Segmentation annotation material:
━━━
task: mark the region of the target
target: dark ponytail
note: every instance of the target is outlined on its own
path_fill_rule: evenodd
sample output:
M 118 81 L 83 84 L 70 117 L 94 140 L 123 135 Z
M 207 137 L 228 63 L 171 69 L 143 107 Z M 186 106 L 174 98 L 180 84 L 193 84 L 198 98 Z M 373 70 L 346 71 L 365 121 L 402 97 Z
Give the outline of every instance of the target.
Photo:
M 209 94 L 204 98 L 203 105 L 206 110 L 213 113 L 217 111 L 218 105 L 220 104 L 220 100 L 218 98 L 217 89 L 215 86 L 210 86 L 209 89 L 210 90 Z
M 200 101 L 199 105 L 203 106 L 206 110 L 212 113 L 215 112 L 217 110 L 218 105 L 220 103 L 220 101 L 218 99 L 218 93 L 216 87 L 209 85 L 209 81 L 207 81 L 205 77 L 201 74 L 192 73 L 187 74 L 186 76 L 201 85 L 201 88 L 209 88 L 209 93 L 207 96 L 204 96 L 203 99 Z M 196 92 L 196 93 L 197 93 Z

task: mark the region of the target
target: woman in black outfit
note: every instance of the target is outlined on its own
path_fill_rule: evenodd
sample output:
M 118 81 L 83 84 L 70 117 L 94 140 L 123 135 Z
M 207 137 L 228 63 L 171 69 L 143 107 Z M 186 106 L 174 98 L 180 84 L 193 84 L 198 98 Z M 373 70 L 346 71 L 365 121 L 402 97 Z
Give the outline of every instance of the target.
━━━
● What you should do
Rewrite the stretch from the start of the material through the line containing "M 209 94 L 204", including both ends and keeping the requests. Multiply every coordinate in the answer outlines by 0.95 and round to whole numbers, with halves rounded up, but leave the numbers in the requests and the sample output unchanged.

● Output for this exercise
task: mark the region of the target
target: dark ponytail
note: every instance of the target is outlined on its own
path_fill_rule: evenodd
sample output:
M 118 81 L 83 84 L 70 117 L 94 140 L 123 135 Z
M 207 137 L 228 63 L 171 69 L 143 107 Z M 186 106 L 174 98 L 180 84 L 193 84 L 198 98 Z M 373 70 L 346 71 L 365 121 L 402 97 Z
Give the outline of every instance of the target.
Photo:
M 199 89 L 194 93 L 193 100 L 196 105 L 202 107 L 206 105 L 207 100 L 209 99 L 209 95 L 207 93 L 206 85 L 204 82 L 200 82 L 199 85 L 200 86 Z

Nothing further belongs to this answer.